## Excerpt from a dataset
**********

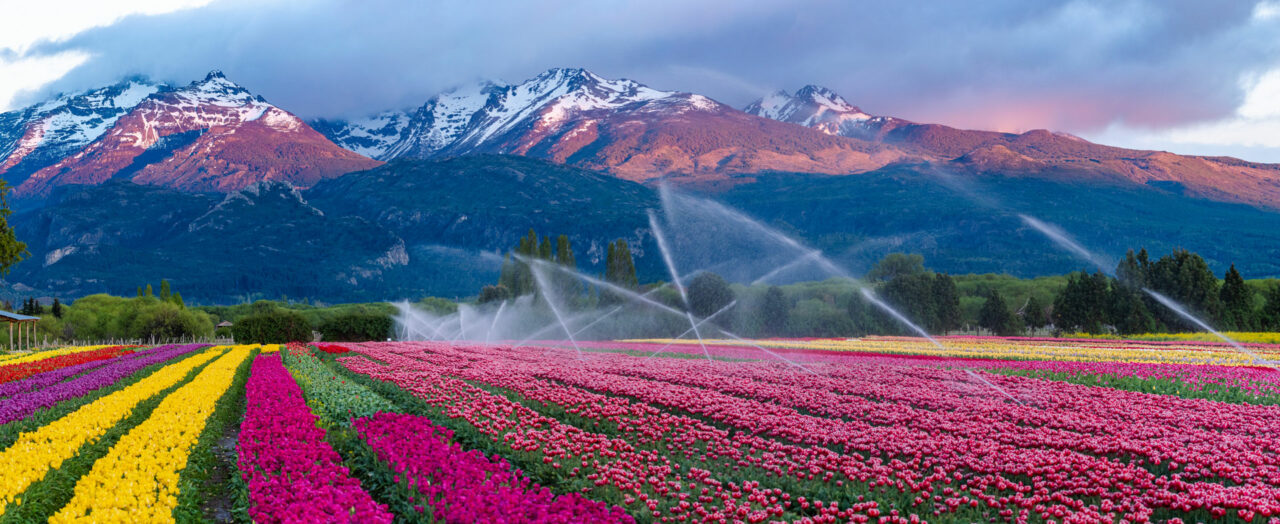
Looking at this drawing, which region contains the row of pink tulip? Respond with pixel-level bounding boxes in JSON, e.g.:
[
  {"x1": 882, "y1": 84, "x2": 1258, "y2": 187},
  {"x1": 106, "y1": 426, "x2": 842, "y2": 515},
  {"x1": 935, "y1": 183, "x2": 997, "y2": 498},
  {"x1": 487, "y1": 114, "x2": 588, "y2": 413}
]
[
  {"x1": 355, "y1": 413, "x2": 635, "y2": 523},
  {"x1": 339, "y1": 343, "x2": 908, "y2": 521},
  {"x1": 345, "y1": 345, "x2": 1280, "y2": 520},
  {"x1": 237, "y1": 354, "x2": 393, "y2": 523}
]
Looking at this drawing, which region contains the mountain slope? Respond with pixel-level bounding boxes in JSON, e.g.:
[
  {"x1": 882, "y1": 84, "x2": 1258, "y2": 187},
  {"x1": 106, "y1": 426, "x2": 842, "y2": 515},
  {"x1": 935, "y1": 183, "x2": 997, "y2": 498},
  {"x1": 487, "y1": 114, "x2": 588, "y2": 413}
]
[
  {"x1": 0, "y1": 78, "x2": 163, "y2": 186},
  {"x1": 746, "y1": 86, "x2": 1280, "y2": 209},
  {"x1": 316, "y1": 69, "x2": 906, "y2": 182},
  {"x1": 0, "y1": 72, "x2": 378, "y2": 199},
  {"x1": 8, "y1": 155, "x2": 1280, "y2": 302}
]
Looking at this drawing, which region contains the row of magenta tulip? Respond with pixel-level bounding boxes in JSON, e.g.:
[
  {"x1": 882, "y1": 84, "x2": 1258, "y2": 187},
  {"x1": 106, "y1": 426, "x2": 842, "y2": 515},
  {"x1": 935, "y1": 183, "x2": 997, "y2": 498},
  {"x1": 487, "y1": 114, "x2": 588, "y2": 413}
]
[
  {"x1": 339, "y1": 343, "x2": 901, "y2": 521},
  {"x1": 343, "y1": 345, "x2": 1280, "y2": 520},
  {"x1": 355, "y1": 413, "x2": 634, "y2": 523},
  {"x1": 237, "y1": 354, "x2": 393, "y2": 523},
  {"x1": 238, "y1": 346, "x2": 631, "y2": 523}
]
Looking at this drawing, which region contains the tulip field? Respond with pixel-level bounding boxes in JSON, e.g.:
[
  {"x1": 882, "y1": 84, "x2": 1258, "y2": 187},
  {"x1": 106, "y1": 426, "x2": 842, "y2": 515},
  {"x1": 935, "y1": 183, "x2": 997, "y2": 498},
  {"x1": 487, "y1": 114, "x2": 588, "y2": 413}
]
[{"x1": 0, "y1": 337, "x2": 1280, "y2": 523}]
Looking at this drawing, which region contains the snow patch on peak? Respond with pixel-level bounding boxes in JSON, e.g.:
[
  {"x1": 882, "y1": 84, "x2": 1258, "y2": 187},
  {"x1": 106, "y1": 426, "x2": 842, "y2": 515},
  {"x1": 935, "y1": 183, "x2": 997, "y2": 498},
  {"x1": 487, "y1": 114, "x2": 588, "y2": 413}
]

**********

## WORK REQUIRED
Edit the entries above so that every occurrence of "drawing" becomes "illustration", leaving everything else unchanged. Omit the pictures from your answer.

## RESULT FOR THIS EXERCISE
Looking at this illustration, which region contains the row of pink tulip? Respond with pixel-level bounding boxes in JSON, e.g.:
[
  {"x1": 882, "y1": 84, "x2": 1258, "y2": 187},
  {"x1": 106, "y1": 426, "x2": 842, "y2": 515},
  {"x1": 935, "y1": 183, "x2": 997, "y2": 498},
  {"x1": 487, "y1": 114, "x2": 588, "y2": 413}
]
[
  {"x1": 355, "y1": 413, "x2": 635, "y2": 523},
  {"x1": 339, "y1": 343, "x2": 908, "y2": 521},
  {"x1": 345, "y1": 345, "x2": 1280, "y2": 520},
  {"x1": 237, "y1": 354, "x2": 393, "y2": 523}
]
Looking at this illustration, which region contains the mountain slope? Respond with pixel-level bounding boxes in JSON, e.g.:
[
  {"x1": 882, "y1": 84, "x2": 1258, "y2": 187},
  {"x1": 106, "y1": 426, "x2": 842, "y2": 515},
  {"x1": 935, "y1": 183, "x2": 997, "y2": 498},
  {"x1": 487, "y1": 114, "x2": 588, "y2": 413}
]
[
  {"x1": 0, "y1": 78, "x2": 163, "y2": 186},
  {"x1": 746, "y1": 86, "x2": 1280, "y2": 209},
  {"x1": 316, "y1": 69, "x2": 906, "y2": 182},
  {"x1": 0, "y1": 72, "x2": 378, "y2": 199},
  {"x1": 8, "y1": 155, "x2": 1280, "y2": 302}
]
Looking at this illustration, which region contains the row of magenta tulip? Respond with pixel-level bounding boxes in JSON, e.g.:
[
  {"x1": 882, "y1": 84, "x2": 1258, "y2": 187},
  {"x1": 106, "y1": 426, "x2": 842, "y2": 515},
  {"x1": 935, "y1": 183, "x2": 997, "y2": 498},
  {"x1": 487, "y1": 114, "x2": 588, "y2": 413}
]
[
  {"x1": 339, "y1": 343, "x2": 901, "y2": 521},
  {"x1": 343, "y1": 345, "x2": 1280, "y2": 520},
  {"x1": 355, "y1": 413, "x2": 634, "y2": 523},
  {"x1": 237, "y1": 354, "x2": 393, "y2": 523},
  {"x1": 238, "y1": 346, "x2": 631, "y2": 523}
]
Looking at this illustration, which region contains the tulip field? Respond with pixel-level bounding boxes in JSON, e.g.:
[
  {"x1": 882, "y1": 84, "x2": 1258, "y2": 187},
  {"x1": 106, "y1": 426, "x2": 842, "y2": 515},
  {"x1": 935, "y1": 183, "x2": 997, "y2": 498},
  {"x1": 487, "y1": 114, "x2": 588, "y2": 413}
]
[{"x1": 0, "y1": 337, "x2": 1280, "y2": 523}]
Looking at this illustration, which region contains the snow patch on peak? Respond with pixel-level bounding boxes in JSON, e.g.:
[
  {"x1": 882, "y1": 84, "x2": 1258, "y2": 187},
  {"x1": 106, "y1": 426, "x2": 842, "y2": 515},
  {"x1": 935, "y1": 183, "x2": 997, "y2": 498},
  {"x1": 487, "y1": 114, "x2": 588, "y2": 413}
]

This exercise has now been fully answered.